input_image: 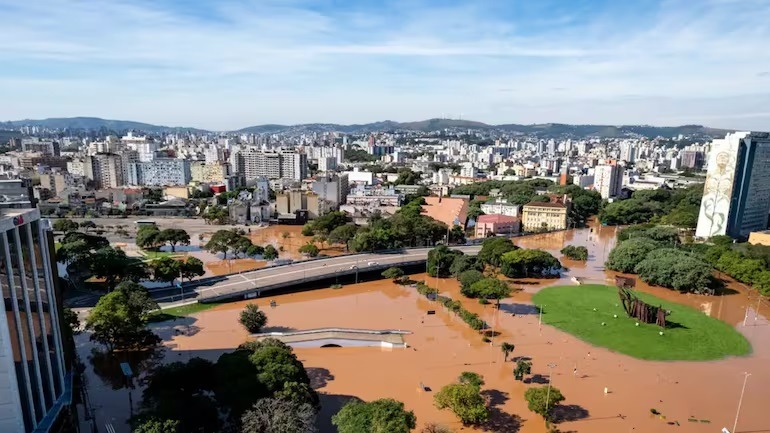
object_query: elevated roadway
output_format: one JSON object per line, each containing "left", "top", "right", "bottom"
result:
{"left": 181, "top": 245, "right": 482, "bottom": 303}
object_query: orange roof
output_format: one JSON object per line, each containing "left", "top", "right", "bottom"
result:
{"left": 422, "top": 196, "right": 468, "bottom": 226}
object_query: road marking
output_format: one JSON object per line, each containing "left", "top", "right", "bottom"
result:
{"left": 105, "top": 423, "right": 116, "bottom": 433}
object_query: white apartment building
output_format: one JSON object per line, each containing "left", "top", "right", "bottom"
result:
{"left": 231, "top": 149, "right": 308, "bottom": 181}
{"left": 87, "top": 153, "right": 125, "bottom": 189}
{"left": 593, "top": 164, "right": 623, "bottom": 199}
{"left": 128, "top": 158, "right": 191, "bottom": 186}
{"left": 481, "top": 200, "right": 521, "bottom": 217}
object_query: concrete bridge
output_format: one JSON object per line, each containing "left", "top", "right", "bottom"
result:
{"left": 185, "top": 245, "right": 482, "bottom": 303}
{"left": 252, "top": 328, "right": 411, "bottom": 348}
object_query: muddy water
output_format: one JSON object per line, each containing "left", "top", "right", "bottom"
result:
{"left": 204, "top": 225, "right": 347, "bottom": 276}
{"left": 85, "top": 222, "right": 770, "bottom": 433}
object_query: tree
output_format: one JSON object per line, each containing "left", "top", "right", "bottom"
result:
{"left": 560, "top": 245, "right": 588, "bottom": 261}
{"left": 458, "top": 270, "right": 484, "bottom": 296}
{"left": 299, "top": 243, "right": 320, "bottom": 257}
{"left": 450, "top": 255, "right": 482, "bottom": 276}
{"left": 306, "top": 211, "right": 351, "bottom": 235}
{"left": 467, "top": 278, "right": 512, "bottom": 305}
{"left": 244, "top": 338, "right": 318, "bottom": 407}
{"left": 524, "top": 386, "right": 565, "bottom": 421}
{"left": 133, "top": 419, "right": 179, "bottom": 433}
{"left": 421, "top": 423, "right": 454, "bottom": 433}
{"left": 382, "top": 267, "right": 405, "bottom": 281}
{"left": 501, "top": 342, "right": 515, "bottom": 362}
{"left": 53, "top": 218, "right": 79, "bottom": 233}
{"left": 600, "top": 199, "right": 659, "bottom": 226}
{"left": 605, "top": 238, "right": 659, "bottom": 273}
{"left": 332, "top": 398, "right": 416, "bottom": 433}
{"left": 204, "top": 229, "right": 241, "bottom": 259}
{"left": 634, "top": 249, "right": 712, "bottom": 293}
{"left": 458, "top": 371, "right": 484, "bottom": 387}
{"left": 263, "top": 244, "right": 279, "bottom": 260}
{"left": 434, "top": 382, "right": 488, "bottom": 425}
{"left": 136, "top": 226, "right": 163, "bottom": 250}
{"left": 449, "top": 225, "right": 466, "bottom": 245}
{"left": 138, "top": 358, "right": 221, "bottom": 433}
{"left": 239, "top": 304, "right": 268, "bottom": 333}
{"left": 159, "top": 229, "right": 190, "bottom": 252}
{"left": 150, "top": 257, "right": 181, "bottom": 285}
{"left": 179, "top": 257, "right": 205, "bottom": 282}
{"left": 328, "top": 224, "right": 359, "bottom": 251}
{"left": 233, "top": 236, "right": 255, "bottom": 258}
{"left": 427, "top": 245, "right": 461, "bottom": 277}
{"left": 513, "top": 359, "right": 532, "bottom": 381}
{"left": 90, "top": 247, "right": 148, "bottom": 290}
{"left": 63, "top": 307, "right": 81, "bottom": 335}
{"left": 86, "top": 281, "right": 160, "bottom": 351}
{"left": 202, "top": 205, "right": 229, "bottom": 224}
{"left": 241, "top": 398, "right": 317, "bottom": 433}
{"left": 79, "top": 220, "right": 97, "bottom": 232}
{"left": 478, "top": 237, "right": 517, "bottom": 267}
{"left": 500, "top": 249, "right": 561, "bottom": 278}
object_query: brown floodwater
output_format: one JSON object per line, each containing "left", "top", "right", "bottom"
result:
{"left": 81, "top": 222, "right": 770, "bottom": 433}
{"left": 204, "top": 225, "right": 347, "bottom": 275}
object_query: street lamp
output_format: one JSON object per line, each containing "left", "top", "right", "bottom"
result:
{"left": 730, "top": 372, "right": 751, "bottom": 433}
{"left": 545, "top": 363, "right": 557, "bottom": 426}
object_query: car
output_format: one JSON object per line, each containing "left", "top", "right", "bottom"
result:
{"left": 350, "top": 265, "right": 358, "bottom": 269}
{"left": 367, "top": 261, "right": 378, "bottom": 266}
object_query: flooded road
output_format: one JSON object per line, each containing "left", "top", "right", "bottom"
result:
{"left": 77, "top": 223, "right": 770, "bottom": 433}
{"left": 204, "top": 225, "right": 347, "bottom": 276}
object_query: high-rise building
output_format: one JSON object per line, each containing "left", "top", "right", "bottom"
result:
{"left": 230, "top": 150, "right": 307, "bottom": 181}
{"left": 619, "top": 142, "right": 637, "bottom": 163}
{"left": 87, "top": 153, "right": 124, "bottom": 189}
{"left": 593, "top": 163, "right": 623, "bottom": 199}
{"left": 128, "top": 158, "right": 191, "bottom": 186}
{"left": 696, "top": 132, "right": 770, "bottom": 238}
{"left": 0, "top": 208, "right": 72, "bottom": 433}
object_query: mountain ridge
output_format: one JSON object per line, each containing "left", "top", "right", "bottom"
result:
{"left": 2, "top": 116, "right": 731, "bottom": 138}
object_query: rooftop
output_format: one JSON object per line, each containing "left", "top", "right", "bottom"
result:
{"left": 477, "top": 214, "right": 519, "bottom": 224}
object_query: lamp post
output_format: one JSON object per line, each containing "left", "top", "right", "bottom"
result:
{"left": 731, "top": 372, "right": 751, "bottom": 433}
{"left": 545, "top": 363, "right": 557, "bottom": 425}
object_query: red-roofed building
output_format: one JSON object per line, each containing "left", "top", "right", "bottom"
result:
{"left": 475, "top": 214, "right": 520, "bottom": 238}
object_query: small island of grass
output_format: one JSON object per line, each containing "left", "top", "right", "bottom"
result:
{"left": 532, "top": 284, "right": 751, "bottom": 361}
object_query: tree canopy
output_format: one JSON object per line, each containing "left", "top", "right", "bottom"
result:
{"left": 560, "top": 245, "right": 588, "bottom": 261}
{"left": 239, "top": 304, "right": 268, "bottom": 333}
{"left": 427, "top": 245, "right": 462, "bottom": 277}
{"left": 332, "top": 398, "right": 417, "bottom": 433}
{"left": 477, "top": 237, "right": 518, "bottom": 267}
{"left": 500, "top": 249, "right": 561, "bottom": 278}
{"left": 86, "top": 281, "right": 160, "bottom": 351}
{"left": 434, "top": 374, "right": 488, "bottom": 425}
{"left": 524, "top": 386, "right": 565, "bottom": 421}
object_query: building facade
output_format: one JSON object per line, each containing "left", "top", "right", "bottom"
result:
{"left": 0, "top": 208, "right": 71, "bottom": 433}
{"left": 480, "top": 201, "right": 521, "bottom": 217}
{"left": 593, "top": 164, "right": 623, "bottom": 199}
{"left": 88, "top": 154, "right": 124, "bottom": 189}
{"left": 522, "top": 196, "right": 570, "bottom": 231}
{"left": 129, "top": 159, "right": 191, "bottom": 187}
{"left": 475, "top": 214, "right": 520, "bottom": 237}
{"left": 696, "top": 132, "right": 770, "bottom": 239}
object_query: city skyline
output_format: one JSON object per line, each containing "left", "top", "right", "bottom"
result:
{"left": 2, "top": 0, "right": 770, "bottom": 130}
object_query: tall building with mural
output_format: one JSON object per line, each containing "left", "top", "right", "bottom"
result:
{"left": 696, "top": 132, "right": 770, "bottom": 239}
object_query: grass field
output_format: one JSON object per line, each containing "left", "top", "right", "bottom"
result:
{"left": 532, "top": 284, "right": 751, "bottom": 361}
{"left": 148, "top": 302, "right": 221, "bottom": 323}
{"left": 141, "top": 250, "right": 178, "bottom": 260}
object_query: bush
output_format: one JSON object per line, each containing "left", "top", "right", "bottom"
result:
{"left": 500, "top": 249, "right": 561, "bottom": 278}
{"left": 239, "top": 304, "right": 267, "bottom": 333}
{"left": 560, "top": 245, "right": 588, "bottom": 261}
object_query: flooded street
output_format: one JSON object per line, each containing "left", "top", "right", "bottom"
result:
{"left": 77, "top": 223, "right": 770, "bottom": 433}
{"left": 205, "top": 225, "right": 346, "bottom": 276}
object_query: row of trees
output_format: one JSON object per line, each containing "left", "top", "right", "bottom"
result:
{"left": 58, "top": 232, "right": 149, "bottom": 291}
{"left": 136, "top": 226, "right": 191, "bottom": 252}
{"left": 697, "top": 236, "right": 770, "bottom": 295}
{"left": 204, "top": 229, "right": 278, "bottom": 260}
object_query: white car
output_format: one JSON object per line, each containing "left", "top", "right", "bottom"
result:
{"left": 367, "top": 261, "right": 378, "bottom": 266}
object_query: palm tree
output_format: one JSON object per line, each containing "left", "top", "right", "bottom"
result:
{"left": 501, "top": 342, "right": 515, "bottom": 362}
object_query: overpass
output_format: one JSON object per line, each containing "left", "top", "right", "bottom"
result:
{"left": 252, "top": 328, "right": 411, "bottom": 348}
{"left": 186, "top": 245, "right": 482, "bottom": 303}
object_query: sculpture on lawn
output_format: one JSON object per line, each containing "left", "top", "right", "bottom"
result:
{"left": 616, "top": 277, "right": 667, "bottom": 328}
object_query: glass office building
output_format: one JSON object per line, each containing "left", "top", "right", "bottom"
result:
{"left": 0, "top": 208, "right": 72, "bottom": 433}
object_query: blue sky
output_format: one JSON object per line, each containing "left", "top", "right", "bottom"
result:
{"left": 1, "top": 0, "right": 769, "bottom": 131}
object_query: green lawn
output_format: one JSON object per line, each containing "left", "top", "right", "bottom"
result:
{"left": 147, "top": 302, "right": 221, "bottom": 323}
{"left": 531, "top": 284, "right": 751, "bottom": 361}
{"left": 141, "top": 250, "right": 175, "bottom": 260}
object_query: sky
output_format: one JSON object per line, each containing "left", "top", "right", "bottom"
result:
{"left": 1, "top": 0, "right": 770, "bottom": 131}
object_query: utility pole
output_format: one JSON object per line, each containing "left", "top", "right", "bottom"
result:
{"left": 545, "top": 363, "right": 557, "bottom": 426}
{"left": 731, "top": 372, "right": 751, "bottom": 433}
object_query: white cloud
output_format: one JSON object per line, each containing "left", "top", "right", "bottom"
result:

Exercise instructions: Determine the number of lines in the data that include the string "lawn". Only that number belongs in the answer.

Task answer: 2